Your objective:
Images excluded, reproduce each line of the records exactly as it stands.

Available data:
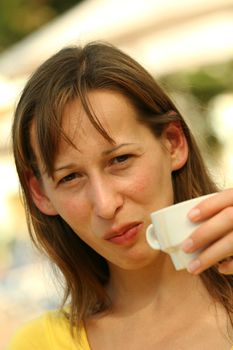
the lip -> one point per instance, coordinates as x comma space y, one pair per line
123, 234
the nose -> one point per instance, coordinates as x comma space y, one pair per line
106, 197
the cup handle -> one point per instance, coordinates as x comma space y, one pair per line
151, 238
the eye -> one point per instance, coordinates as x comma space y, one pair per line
70, 177
121, 159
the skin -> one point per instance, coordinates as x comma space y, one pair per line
101, 186
95, 191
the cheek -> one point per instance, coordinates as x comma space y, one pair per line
73, 211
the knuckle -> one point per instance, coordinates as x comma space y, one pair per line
228, 212
230, 240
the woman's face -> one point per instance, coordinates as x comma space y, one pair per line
105, 191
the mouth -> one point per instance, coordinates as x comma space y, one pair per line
124, 234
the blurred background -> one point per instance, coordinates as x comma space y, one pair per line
186, 45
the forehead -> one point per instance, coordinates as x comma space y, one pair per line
113, 111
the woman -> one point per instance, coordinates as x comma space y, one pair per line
98, 146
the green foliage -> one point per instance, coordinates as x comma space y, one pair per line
18, 18
203, 83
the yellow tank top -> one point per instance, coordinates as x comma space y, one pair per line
49, 331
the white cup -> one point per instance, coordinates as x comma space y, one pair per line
170, 227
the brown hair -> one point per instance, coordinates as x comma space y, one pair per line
70, 74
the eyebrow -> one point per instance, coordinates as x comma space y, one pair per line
114, 149
104, 153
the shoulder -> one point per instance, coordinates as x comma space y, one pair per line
49, 331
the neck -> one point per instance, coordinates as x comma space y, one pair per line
158, 284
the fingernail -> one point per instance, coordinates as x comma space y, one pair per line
194, 214
194, 265
187, 245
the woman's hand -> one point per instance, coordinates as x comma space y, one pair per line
214, 236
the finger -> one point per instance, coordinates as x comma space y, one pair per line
226, 267
211, 205
212, 255
210, 231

Result for this task:
the lip -> one point per instance, coordinates as x comma space y, one pair per line
123, 234
the nose -> one point per instance, coordinates as x comma space y, one pair per line
106, 197
the cup handle -> one point per instance, coordinates as x comma space y, one pair per line
151, 238
the eye -> one point per instance, coordinates as x comma space y, one pair per line
70, 177
121, 159
the skin -> one point per instance, coordinates as x comma space y, one pair per line
101, 186
95, 191
the cheek -> one point per instance, coordinates as x comma space y, one pair per line
73, 211
the knuckle -> one point per instance, coordinates as x comma space y, one pair per line
228, 212
230, 240
the woman's face -> one point per instance, coordinates as x comma space y, one pair per line
105, 191
the mouth -> one point per instance, coordinates as x comma space y, one pair per line
124, 234
the blurred background -> one point per instance, coordinates as x comma space y, one pair per line
186, 45
the forehead -> one point per instance, coordinates as x comma space y, one pair per line
113, 111
the woman -> one point per instance, coordinates as x comma space y, one pair per line
98, 146
the green foliage -> one point per instance, coordinates as x comma space y, one pair per line
18, 18
203, 83
the yellow tank top -> one point per instance, coordinates as x comma space y, one pair per line
49, 331
the white cup -> one point per instance, coordinates as x comma space y, one pair per line
170, 227
the brown hair -> one point per instance, coordinates as x comma space y, one pair per line
70, 74
the eyebrow -> one point per instance, coordinates as x comma space y, one pair per line
114, 149
104, 153
the shoulder -> one point per instance, coordinates as x comma space y, one pair per line
49, 331
the neck -> one point per instance, coordinates as x comma space y, one pair per line
158, 284
the fingernail -> one point per instance, coordinates as x comma space y, one pair per line
194, 214
194, 265
187, 245
the woman's hand -> one point per instance, coordinates as x comma space y, one pair per line
214, 236
the finger -> one point per instance, coordinates as x comma space y, one pair per line
226, 267
211, 205
212, 255
210, 231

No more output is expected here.